*Required actions*.
**a.** Reproduce the bill summary from "- Require pre-enrollment" through "for enrolled locations.", swapping "high-risk" for "elevated-risk".
**b.** According to the bill summary, what responsibilities must compliance officers carry out? List each one.
**c.** In the bill summary, how often must typical providers revalidate their enrollment?

HF3423
Requirements for provider enrollment in medical assistance modified.
Legislative Session 94 (2025-2026)
Related bill: SF4222
AI Generated Summary
Purpose and intent
- Strengthen how providers enroll in Minnesota’s medical assistance program (MA) and improve oversight to reduce fraud, waste, and abuse.
- Expand who counts as a “controlling individual” and add several layers of background checks, site visits, financial safeguards, and mandatory compliance practices.
Key definitions introduced or clarified
- Controlling individual: broad definition of who controls a provider (owners, certain officers, authorized agents, compliance officers, managerial officials, and certain board roles). There are specific exclusions (e.g., banks, state/federal officials in some cases, small shareholders, certain tax-exempt entities, etc.).
- Managerial official: someone with decisionmaking authority over the program’s operation and its ongoing management or policies; a site director with no ownership is not automatically a managerial official.
Main provisions and what they accomplish
- Provider enrollment and background checks
- Enroll providers and each provider-controlled location before offering direct services.
- Require pre-enrollment and post-enrollment checks, including background studies and fingerprinting for anyone with ownership or control interest.
- Revalidate enrollment every few years (typical providers every 5 years; CFSS, EIDBI, and some high-risk categories every 3 years).
- Improve responsiveness requirements: if information is missing, providers have a set window to respond or enrollment can be denied.
- Risk-based provider designations
- Categorize provider types as limited-risk, moderate-risk, or high-risk using CMS criteria; publish the list and criteria in the Minnesota Health Care Program Provider Manual.
- Designations influence what checks, site visits, and oversight apply.
- Site visits and location enrollment
- Require unannounced on-site inspections for enrolled locations.
- Conduct site visits before paying the first claim, within 12 months of the provider beginning to bill, and before revalidating.
- Financial safeguards
- Require surety bonds for certain provider types (e.g., DMEPOS and other high-risk providers) with specific bond amounts depending on enrollment type and prior Medicaid revenue.
- Require cash reserves for providers as a condition of enrollment (minimum amount or a percentage of recent Medicaid payments).
- Compliance programs and officer responsibilities
- Some providers must designate a compliance officer.
- Compliance officers must develop policies and procedures to ensure MA laws are followed, train staff, respond to improper conduct, monitor compliance, report violations, and arrange for recovery of overpayments within 60 days of discovery.
- Ensures core CMS elements for a provider’s compliance program are in place where required.
- Oversight, reporting, and enforcement
- Annual reporting by the state agency (DHS) detailing MA operations, expenditures, and provider site visits by county.
- Allows suspension or termination of enrollment for noncompliance, insufficient documentation, or certain criminal convictions; some suspension actions are not subject to administrative appeal.
- Provides grounds to terminate enrollment if a provider or person with significant ownership is convicted of relevant offenses or has certain Medicare/Medicaid terminations.
- Requires ongoing enforcement tools (unannounced inspections, revalidation, and posting of high-risk designations).
Significant changes to existing law
- Broad expansion of who is considered a controlling individual, pulling in more officers, agents, and managerial roles under enrollment rules.
- Introduction of a formal, risk-based framework for provider enrollment and ongoing oversight (limited-, moderate-, and high-risk categories).

*Data excerpts*.

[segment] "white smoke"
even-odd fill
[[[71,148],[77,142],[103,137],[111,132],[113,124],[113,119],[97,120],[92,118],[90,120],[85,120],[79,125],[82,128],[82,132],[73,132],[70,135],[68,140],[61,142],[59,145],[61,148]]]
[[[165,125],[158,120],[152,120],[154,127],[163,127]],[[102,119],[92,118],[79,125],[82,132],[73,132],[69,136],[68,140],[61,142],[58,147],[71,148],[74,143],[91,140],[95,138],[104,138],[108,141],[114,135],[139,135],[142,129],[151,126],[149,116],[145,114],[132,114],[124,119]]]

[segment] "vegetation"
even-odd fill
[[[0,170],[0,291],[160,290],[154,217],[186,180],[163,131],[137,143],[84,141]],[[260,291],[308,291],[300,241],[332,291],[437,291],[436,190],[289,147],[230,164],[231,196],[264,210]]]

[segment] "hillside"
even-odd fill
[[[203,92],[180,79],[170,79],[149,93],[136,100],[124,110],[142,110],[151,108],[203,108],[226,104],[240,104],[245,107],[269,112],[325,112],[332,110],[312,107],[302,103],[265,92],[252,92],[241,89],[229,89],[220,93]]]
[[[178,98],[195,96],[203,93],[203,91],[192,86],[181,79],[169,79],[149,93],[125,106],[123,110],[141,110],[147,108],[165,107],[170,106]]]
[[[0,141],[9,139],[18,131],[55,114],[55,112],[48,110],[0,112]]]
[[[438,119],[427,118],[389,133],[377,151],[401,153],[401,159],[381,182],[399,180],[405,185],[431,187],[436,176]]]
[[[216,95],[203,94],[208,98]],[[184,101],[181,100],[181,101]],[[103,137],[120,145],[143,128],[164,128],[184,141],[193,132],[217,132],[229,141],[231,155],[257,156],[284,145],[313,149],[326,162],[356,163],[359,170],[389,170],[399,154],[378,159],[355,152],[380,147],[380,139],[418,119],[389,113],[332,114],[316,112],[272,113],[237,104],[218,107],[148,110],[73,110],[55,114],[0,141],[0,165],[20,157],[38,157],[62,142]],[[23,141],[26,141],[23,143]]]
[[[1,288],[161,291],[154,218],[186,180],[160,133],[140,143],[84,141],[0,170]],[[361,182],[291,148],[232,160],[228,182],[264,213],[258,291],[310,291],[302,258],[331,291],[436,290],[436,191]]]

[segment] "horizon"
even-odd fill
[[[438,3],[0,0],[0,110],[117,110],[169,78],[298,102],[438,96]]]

*Solutions in order*.
**a.**
- Require pre-enrollment and post-enrollment checks, including background studies and fingerprinting for anyone with ownership or control interest.
- Revalidate enrollment every few years (typical providers every 5 years; CFSS, EIDBI, and some elevated-risk categories every 3 years).
- Improve responsiveness requirements: if information is missing, providers have a set window to respond or enrollment can be denied.
- Risk-based provider designations
- Categorize provider types as limited-risk, moderate-risk, or elevated-risk using CMS criteria; publish the list and criteria in the Minnesota Health Care Program Provider Manual.
- Designations influence what checks, site visits, and oversight apply.
- Site visits and location enrollment
- Require unannounced on-site inspections for enrolled locations.

**b.**
- Develop policies and procedures to ensure MA laws are followed
- Train staff
- Respond to improper conduct
- Monitor compliance
- Report violations
- Arrange for recovery of overpayments within 60 days of discovery

**c.** Every 5 years.